▶ [Task statement]:
Type out the material below exactly.

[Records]

(begin)

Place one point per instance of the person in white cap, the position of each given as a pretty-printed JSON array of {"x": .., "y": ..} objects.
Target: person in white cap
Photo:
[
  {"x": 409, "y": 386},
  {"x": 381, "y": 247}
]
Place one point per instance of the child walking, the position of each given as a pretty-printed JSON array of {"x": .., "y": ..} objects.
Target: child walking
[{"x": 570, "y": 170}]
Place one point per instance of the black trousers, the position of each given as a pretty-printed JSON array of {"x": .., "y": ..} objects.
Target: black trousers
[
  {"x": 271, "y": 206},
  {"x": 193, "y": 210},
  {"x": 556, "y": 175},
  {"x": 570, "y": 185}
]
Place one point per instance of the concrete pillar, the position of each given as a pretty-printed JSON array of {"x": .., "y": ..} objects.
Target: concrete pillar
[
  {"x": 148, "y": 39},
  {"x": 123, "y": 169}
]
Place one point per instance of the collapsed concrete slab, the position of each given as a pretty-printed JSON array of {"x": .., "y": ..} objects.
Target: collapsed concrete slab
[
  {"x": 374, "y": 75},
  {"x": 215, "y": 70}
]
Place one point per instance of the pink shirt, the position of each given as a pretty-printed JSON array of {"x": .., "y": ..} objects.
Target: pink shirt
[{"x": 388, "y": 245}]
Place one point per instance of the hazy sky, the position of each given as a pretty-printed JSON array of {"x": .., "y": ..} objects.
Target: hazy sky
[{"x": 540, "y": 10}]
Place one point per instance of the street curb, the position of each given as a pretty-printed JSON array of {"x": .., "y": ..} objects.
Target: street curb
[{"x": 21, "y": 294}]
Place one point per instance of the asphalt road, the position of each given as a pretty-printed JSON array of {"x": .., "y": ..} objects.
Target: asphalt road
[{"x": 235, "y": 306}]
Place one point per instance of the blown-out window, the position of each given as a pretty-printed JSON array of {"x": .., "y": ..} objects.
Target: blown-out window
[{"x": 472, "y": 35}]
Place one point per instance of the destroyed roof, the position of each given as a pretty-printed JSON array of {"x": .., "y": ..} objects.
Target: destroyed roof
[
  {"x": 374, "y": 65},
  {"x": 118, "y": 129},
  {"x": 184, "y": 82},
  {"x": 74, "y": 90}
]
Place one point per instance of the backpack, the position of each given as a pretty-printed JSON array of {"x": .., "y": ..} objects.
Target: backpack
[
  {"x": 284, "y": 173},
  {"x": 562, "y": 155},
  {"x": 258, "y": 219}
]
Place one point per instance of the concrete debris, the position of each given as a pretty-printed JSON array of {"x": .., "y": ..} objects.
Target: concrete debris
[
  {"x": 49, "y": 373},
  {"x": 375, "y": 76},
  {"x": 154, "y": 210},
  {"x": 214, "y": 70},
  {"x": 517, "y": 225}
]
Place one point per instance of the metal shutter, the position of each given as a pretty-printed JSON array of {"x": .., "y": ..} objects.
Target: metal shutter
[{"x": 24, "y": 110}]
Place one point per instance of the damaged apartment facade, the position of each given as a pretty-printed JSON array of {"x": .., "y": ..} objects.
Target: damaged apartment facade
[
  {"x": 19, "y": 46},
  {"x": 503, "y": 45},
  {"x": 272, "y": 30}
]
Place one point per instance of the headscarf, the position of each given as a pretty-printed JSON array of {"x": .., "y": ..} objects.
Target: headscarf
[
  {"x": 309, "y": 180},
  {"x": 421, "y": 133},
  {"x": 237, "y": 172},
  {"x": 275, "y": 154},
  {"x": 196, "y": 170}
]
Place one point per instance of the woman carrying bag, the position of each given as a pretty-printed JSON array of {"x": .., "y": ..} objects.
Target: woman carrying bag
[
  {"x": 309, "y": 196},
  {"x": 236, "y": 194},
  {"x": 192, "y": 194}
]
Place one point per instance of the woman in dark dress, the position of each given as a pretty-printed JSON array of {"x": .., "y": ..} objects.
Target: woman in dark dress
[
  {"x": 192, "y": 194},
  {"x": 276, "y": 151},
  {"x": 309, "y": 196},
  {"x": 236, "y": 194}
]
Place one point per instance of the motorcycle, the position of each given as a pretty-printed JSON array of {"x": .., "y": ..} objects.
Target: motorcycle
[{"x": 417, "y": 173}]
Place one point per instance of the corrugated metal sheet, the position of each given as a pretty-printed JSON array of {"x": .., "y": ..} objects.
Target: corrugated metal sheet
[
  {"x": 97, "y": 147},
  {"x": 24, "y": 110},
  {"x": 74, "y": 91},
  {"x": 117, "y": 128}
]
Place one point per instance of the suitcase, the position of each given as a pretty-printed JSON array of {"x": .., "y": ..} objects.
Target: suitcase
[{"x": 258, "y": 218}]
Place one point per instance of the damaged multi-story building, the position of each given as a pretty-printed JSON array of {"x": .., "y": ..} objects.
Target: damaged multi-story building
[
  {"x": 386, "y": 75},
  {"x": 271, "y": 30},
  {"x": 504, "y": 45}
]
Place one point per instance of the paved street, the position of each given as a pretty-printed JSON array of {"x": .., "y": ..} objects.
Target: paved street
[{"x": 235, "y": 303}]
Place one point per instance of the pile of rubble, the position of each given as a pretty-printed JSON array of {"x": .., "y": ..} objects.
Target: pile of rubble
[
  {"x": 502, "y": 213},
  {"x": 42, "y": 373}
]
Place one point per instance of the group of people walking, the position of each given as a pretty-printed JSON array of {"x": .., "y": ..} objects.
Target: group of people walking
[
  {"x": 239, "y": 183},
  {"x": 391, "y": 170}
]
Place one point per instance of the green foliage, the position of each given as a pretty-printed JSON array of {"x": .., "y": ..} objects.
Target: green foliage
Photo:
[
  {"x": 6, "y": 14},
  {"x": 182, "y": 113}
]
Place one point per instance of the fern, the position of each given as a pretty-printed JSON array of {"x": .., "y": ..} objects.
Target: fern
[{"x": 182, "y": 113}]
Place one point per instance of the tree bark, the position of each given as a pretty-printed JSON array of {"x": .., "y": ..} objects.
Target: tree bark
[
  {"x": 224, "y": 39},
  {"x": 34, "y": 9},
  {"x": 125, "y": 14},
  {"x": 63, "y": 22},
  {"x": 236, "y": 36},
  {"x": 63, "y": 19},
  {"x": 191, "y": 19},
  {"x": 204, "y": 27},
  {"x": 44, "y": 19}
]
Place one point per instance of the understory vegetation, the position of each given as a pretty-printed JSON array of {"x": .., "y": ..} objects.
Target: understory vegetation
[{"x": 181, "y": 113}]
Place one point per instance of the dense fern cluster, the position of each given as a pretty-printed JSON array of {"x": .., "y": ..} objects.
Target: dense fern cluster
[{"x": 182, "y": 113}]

(end)

▶ [Result]:
Place one point per instance of the person in white cap, the position of each given as a pretty-printed JSON array of {"x": .., "y": ..} objects.
Target: person in white cap
Photo:
[
  {"x": 409, "y": 386},
  {"x": 381, "y": 247}
]
Place one point per instance of the child walking, the position of each given as a pretty-printed JSON array of {"x": .., "y": ..} objects.
Target: child walking
[{"x": 570, "y": 170}]
Place one point per instance of the black trousers, the position of each given as a pretty-printed JSON array of {"x": .., "y": ..} objects.
Target: black trousers
[
  {"x": 271, "y": 206},
  {"x": 193, "y": 210},
  {"x": 556, "y": 175},
  {"x": 570, "y": 185}
]
Place one point per instance of the concrete pillar, the position of each given as a pretty-printed JSON array of {"x": .., "y": ..} objects.
Target: concrete pillar
[
  {"x": 148, "y": 39},
  {"x": 123, "y": 169}
]
Place one point per instance of the collapsed concrete slab, the position of each given as a pretty-printed JSON array of {"x": .., "y": ..} objects.
Target: collapsed concrete slab
[
  {"x": 374, "y": 75},
  {"x": 215, "y": 70}
]
Place one point per instance of the pink shirt, the position of each given as a pretty-printed JSON array of {"x": .., "y": ..} objects.
Target: pink shirt
[{"x": 388, "y": 245}]
Place one point per instance of the hazy sky, the position of each given as a pretty-printed JSON array of {"x": .., "y": ..} objects.
Target: hazy sky
[{"x": 540, "y": 10}]
Place one point per instance of the street curb, the position of each given as a pretty-printed JSON array of {"x": .., "y": ..} objects.
Target: street curb
[{"x": 21, "y": 294}]
Place one point per instance of the asphalt road, the position of each given as a pretty-printed JSON array of {"x": .., "y": ..} objects.
Target: asphalt road
[{"x": 235, "y": 306}]
Place one point per instance of the blown-out window, the position of each given as a pretty-printed JSON array of {"x": .., "y": ..} objects.
Target: blown-out window
[{"x": 472, "y": 35}]
Place one point per instance of the destroyed roof, the position of each given as a pretty-printed JSON array of {"x": .., "y": ..} objects.
Target: destroyed roof
[
  {"x": 374, "y": 65},
  {"x": 118, "y": 129},
  {"x": 184, "y": 82},
  {"x": 74, "y": 90}
]
Place one point per instance of the backpack, the position of each given as a pretty-printed JSON array of {"x": .., "y": ..} objects.
Target: backpack
[
  {"x": 284, "y": 173},
  {"x": 562, "y": 155},
  {"x": 258, "y": 219}
]
Place one point per instance of the concrete debris, the position of each given as a pretty-printed JSON array of {"x": .., "y": ..} objects.
Target: concrete debris
[
  {"x": 49, "y": 373},
  {"x": 375, "y": 76},
  {"x": 154, "y": 210},
  {"x": 214, "y": 70},
  {"x": 517, "y": 225}
]
Place one point per instance of the metal shutter, the position of each given as a pretty-printed JSON array of {"x": .., "y": ..} objects.
Target: metal shutter
[{"x": 24, "y": 110}]
Place one point per instance of the damaged apartment facade, the position of each given as a pretty-printed JSON array of {"x": .., "y": ..} objects.
Target: damaged apartment facade
[
  {"x": 19, "y": 46},
  {"x": 503, "y": 45},
  {"x": 272, "y": 30}
]
Place one point per instance of the headscarf, the position of each given as a pretty-printed JSON array of {"x": .., "y": ..} objects.
Target: headscarf
[
  {"x": 309, "y": 180},
  {"x": 421, "y": 133},
  {"x": 237, "y": 172},
  {"x": 275, "y": 154},
  {"x": 196, "y": 170}
]
Place one point per instance of the woman carrying bag, the position of each given as a pretty-printed JSON array of {"x": .., "y": ..} objects.
Target: woman carrying bag
[
  {"x": 309, "y": 196},
  {"x": 236, "y": 194},
  {"x": 192, "y": 194}
]
Place one point per instance of the woman in dark dress, the position of each given as a pretty-printed JSON array of {"x": .., "y": ..} objects.
Target: woman in dark dress
[
  {"x": 192, "y": 194},
  {"x": 276, "y": 151},
  {"x": 309, "y": 196},
  {"x": 236, "y": 194}
]
Place one point per instance of the motorcycle, the position of each given as a pretty-printed JSON array of {"x": .., "y": ..} objects.
Target: motorcycle
[{"x": 417, "y": 173}]
Place one point per instance of the corrugated metal sheet, the position of each given as a pretty-printed JSON array of {"x": .., "y": ..} objects.
Target: corrugated metal sheet
[
  {"x": 97, "y": 147},
  {"x": 24, "y": 110},
  {"x": 74, "y": 91},
  {"x": 117, "y": 128}
]
Place one point per instance of the suitcase, the position of each given as a pretty-printed JSON array of {"x": .., "y": ..} objects.
Target: suitcase
[{"x": 258, "y": 218}]
Place one point per instance of the damaged multi-story building, the position of each given as a pretty-printed JSON array of {"x": .., "y": ..} objects.
Target: damaged multi-story building
[
  {"x": 386, "y": 75},
  {"x": 271, "y": 30},
  {"x": 504, "y": 45}
]
Place one point per instance of the paved street, the position of each given as a pretty-printed JSON array of {"x": .., "y": ..} objects.
Target: paved street
[{"x": 235, "y": 303}]
Place one point per instance of the pile of rubble, the position of each given as a pretty-printed JSON array of {"x": .., "y": ..} objects.
Target: pile of rubble
[
  {"x": 502, "y": 213},
  {"x": 42, "y": 373}
]
Place one point per instance of the group of people walking, the position of each given as a pretty-printed JSON array of {"x": .., "y": ..} objects.
Target: group of people walking
[
  {"x": 239, "y": 183},
  {"x": 391, "y": 170}
]
Place one point per instance of the green foliage, the position of each given as a pretty-printed JSON array of {"x": .., "y": ..} objects.
Target: green foliage
Photo:
[
  {"x": 6, "y": 14},
  {"x": 182, "y": 113}
]
Place one point per instance of the fern, the position of each given as a pretty-printed JSON array of {"x": .., "y": ..} objects.
Target: fern
[{"x": 182, "y": 113}]
Place one point per instance of the tree bark, the position of each given as a pretty-printed JSON array of {"x": .., "y": ..} objects.
Target: tree bark
[
  {"x": 224, "y": 39},
  {"x": 34, "y": 9},
  {"x": 125, "y": 14},
  {"x": 63, "y": 22},
  {"x": 236, "y": 36},
  {"x": 63, "y": 19},
  {"x": 191, "y": 19},
  {"x": 204, "y": 27},
  {"x": 44, "y": 19}
]
Place one point per instance of the understory vegetation, the position of each given as a pretty-printed JSON array of {"x": .., "y": ..} objects.
Target: understory vegetation
[{"x": 181, "y": 113}]
Place one point per instance of the dense fern cluster, the position of each given as a pretty-printed JSON array of {"x": .., "y": ..} objects.
Target: dense fern cluster
[{"x": 182, "y": 113}]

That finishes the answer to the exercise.